- **PROBLEM STATEMENT**: Quote the whole listing below verbatim, line for line.

- **EXTRACTED RECORDS**:
+ + + + +
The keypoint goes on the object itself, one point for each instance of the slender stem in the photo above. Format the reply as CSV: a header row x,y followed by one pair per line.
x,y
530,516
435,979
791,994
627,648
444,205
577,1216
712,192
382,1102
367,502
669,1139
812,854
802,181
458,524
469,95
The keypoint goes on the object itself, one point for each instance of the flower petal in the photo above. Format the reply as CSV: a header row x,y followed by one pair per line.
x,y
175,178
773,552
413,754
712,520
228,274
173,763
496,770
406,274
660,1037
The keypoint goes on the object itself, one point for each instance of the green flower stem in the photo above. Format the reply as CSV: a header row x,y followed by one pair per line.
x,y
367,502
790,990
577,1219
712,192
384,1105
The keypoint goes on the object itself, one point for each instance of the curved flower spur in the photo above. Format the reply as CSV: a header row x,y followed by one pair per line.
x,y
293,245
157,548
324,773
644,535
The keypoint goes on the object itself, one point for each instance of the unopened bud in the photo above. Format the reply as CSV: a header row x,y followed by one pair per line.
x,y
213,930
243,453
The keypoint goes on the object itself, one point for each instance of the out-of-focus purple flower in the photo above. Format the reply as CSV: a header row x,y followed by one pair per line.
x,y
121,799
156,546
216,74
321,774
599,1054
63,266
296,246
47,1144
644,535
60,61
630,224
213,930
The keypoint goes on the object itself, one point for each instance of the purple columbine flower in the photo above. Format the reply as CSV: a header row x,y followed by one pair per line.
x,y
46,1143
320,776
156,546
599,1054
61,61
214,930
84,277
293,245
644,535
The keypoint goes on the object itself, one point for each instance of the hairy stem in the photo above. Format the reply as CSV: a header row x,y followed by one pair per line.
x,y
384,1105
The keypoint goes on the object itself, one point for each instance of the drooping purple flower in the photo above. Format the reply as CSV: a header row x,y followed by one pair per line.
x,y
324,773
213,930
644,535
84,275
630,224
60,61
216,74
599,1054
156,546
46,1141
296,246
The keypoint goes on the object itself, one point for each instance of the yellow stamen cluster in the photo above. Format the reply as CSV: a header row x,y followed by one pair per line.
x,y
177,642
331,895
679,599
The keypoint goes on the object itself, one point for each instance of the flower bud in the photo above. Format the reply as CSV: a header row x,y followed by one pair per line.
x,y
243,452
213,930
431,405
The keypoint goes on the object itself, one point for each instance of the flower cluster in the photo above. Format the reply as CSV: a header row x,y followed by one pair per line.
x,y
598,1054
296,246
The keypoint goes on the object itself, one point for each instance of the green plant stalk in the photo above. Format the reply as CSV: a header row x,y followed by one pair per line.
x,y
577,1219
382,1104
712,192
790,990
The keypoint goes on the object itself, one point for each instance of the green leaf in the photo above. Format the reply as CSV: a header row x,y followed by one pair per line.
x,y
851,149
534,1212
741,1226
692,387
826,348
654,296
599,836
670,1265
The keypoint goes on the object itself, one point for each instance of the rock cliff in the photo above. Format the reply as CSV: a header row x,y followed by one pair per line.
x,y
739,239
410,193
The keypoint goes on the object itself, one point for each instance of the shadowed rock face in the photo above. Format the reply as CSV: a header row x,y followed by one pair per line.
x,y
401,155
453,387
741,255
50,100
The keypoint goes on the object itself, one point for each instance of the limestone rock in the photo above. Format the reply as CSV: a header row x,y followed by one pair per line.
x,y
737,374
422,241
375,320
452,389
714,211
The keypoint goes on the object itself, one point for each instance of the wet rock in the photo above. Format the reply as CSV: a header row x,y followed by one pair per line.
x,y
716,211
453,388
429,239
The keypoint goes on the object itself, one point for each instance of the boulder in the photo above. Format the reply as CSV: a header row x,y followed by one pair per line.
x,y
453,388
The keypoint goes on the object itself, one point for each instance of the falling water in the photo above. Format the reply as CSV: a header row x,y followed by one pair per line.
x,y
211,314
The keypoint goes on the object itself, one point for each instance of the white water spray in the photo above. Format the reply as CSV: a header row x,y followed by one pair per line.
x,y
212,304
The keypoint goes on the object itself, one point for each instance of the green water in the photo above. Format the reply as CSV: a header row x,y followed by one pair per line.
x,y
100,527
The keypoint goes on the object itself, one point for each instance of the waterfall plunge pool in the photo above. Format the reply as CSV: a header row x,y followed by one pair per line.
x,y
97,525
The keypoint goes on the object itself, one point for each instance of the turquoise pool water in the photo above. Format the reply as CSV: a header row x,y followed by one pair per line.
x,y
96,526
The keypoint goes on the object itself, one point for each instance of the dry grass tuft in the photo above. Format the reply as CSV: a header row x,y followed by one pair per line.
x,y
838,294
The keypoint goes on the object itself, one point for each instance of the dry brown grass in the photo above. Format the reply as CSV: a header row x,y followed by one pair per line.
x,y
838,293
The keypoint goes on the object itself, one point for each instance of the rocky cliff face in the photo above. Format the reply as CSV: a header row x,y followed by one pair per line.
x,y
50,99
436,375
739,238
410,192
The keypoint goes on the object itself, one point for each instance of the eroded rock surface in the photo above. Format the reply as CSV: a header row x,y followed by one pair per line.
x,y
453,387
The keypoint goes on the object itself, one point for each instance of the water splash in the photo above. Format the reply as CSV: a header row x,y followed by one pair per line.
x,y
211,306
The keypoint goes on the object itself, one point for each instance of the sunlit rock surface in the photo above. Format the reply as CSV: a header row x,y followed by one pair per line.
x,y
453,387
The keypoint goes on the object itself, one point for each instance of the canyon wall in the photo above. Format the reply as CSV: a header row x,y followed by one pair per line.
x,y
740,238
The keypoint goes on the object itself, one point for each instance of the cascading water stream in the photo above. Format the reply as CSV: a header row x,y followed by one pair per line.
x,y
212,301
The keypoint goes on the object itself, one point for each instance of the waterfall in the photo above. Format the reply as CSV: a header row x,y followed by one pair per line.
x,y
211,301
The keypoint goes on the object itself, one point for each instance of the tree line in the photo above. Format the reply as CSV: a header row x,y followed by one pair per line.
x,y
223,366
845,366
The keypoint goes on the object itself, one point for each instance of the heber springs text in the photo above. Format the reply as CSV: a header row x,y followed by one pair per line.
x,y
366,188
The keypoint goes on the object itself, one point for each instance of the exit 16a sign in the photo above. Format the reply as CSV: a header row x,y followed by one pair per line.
+ + + + +
- **COMPLETE OUTPUT**:
The keypoint goes on the object itself, one point for each instance of the slender stem in the photo above. Format the reply as CSV: a header row x,y followed by one pair per line.
x,y
530,516
435,979
791,994
627,648
444,205
577,1216
712,192
382,1102
367,502
669,1139
812,854
802,181
458,524
469,95
The keypoint goes on the object itself, one point for each instance of the flower petal in the photo above. Format the reply as CSV: a header row x,y followed by one pair per line.
x,y
175,178
773,552
413,754
712,520
228,274
173,763
496,770
406,274
660,1037
The keypoint goes on the object itself, one point for each instance of the green flower stem in the photo above. Format the reply as CSV: a header row x,y followed by one pair per line.
x,y
367,502
790,990
577,1219
712,192
384,1105
The keypoint goes on the object itself, one point for each instance of the curved flower spur in the photo above. Format the reply as CSV: a header row x,y followed by one pair per line.
x,y
293,245
157,548
324,773
644,535
The keypoint goes on the object itself, one point for each instance of the unopened bud in the photo above. Format the reply as CSV: a header row x,y followed by one pair per line.
x,y
213,930
243,453
The keypoint goes on the object itself, one point for each instance of the out-of-focus purple flower in the photo above. Format the reply as CSV: a header row x,y followed by one pair per line.
x,y
121,799
156,546
216,74
321,774
599,1054
63,266
296,246
47,1144
644,535
60,61
630,224
213,930
The keypoint goes on the object itself, one point for each instance of the purple columbine flower in the photo above. Format the reply as CSV: a header row x,y followed by one pair per line.
x,y
46,1143
320,776
156,546
599,1054
61,61
214,930
84,277
293,245
644,535
The keypoint goes on the object itself, one point for each instance of the hairy stem in the photo above. Format the reply as CSV: a header row x,y followed by one pair per line.
x,y
384,1105
The keypoint goes on the object itself, one point for each instance of the drooping purple flower in the photo above. Format the reply as CSV: a header row x,y followed by one pair per line.
x,y
324,773
213,930
644,535
84,275
630,224
60,61
216,74
599,1054
156,546
46,1141
296,246
The keypoint goes on the object itself, one point for each instance of the yellow stamen cluster in the photo above. Format the reply as CSV: a header row x,y followed by one pair per line.
x,y
177,642
331,895
679,599
The keypoint goes on the object itself, one point for each instance of the flower bud in the photo above. Format the reply as CSV: a header row x,y followed by one pair per line.
x,y
243,452
213,930
431,405
The keypoint goes on the object itself, one point for each instance of the flower cluster in the photo above. Format the reply as CSV: a header row x,y followed by one pair per line.
x,y
598,1054
296,246
The keypoint goes on the object itself, one point for each instance of the green plant stalk in the photo above. Format the reply as CSV: a header row x,y followed by one pair per line.
x,y
577,1219
382,1104
712,192
790,990
The keypoint goes on the object itself, one point for each instance of the green leaf in the photo above. Format the reply as CSV: a header row x,y followed by one pair per line.
x,y
851,149
534,1212
741,1226
692,387
826,348
654,296
599,836
670,1265
The keypoint goes on the object itself, one point for each instance of the rock cliff in the photo above. Format the reply as CSV: a header row x,y followed by one pair per line.
x,y
739,239
410,193
The keypoint goes on the object itself, one point for each instance of the shadowed rock face in the photo above. Format the reply as CSV: a header row x,y followed by one pair per line.
x,y
401,155
453,387
741,255
50,100
The keypoint goes on the object itself, one point for each instance of the limestone rock in the photo above. Format the reply as CSV: a header row x,y followed by one pair per line.
x,y
737,374
422,241
375,320
452,389
714,211
The keypoint goes on the object itself, one point for each instance of the wet rock in the photo above. Format the reply as CSV: a header row x,y followed by one pair per line.
x,y
716,211
453,388
429,239
The keypoint goes on the object itself, one point for each instance of the boulder in the photo above. Format the reply as CSV: a header row x,y followed by one pair per line.
x,y
453,388
The keypoint goes on the object itself, one point for each instance of the falling water in the photo above. Format the reply as CSV: a header row x,y followed by one pair per line.
x,y
211,314
The keypoint goes on the object itself, one point for each instance of the white water spray in the photo above. Format the reply as CSV: a header row x,y followed by one pair per line.
x,y
212,304
The keypoint goes on the object itself, one point for each instance of the green water in the photo above. Format the reply as CSV: a header row x,y followed by one pair per line.
x,y
100,527
The keypoint goes on the object itself, one point for each instance of the waterfall plunge pool in the photo above. Format the reply as CSV: a header row x,y followed by one pair per line.
x,y
97,525
The keypoint goes on the object itself, one point for each instance of the turquoise pool water in the photo above. Format the reply as CSV: a header row x,y followed by one pair per line.
x,y
96,526
The keypoint goes on the object itself, one point for each instance of the dry grass tuft in the photo above. Format the reply as CSV: a header row x,y followed by one pair per line.
x,y
838,294
The keypoint goes on the object itself, one point for each instance of the dry brown grass in the photo above. Format the reply as CSV: a header row x,y followed by one pair per line.
x,y
838,293
The keypoint goes on the object itself, one point for each instance of the rocky cliff face in the photo above. Format the reply as CSV: a header row x,y followed by one pair per line.
x,y
50,99
436,375
739,238
410,192
The keypoint goes on the object itself, one point for each instance of the eroded rock surface in the photo above. Format the reply as CSV: a header row x,y followed by one pair per line.
x,y
453,387
The keypoint goes on the object itself, one point for each instance of the water splash in the photo above. Format the reply as CSV: a header row x,y followed by one pair per line.
x,y
211,306
The keypoint goes on the object itself, one point for each instance of the sunlit rock surface in the photo above. Format the reply as CSV: a header row x,y followed by one pair per line.
x,y
453,387
The keypoint goes on the object itself, one point for each instance of the canyon wall in the photo above. Format the reply as CSV: a header row x,y followed by one pair per line.
x,y
740,238
The keypoint goes on the object itself, one point for each instance of the cascading water stream in the photo above. Format the reply as CSV: a header row x,y followed by one pair per line.
x,y
212,301
The keypoint goes on the object itself, one point for each instance of the waterfall in the photo above. Format the reply as CSV: a header row x,y followed by one pair per line.
x,y
211,301
The keypoint goes on the object itself, one point for each instance of the tree line in the photo above. Format the reply as CSV: a header row x,y followed by one pair per line.
x,y
223,366
845,366
The keypoint goes on the object itself, one point for each instance of the heber springs text in the photo above. Format the reply as CSV: a header row x,y followed by one pair per line.
x,y
366,188
The keypoint goes on the object itself, one point for each instance of the exit 16a sign in the photo above. Format the reply as CSV: a header row x,y followed by one pair per line.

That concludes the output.